• _ABOUT THIS EXERCISE_:
When a line in the listing contains the string "below", pick it out and copy it.

(RECORDS FOR PROCESSING begins)

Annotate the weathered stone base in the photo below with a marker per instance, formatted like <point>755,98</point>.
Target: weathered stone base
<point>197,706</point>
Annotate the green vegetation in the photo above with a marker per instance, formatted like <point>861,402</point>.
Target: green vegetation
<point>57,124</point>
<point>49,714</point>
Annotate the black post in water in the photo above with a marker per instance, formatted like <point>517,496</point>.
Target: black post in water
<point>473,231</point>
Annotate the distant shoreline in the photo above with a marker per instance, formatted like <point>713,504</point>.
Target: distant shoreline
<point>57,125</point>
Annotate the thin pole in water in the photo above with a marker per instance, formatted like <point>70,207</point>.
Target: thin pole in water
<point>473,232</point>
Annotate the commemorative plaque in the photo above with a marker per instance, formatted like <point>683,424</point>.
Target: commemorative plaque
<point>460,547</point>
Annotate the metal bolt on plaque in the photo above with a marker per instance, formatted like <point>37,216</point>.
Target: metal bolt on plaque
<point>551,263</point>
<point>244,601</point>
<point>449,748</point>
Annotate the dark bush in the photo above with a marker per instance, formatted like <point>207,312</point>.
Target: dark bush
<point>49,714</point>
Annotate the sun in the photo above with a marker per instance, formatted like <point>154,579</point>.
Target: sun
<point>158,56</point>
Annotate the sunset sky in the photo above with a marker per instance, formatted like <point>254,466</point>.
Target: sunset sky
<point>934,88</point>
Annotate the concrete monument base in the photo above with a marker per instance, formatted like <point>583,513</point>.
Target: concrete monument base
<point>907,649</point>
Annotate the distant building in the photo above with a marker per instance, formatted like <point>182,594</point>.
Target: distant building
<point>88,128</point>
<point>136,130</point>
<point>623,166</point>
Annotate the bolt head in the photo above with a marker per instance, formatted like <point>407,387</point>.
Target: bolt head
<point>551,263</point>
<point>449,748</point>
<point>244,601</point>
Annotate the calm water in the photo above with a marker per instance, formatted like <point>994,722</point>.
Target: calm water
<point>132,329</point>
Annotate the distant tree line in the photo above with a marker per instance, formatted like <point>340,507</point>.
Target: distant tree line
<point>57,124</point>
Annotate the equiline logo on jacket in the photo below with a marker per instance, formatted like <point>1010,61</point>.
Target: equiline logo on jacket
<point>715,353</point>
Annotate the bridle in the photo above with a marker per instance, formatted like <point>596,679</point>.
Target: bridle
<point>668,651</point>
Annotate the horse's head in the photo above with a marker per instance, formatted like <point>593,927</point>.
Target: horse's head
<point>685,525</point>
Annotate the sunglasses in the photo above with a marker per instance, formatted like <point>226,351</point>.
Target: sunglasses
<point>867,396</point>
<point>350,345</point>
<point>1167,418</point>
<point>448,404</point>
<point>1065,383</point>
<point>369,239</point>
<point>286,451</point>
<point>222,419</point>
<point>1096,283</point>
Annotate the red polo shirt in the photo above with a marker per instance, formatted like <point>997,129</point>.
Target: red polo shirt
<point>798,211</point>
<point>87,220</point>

(RECORDS FOR PROCESSING ends)

• _EXERCISE SOLUTION_:
Annotate the weathered stone base in the photo below with a marker per instance, formatted like <point>755,98</point>.
Annotate the equiline logo on jacket in the photo below with a marker per instance, formatted like <point>1010,61</point>.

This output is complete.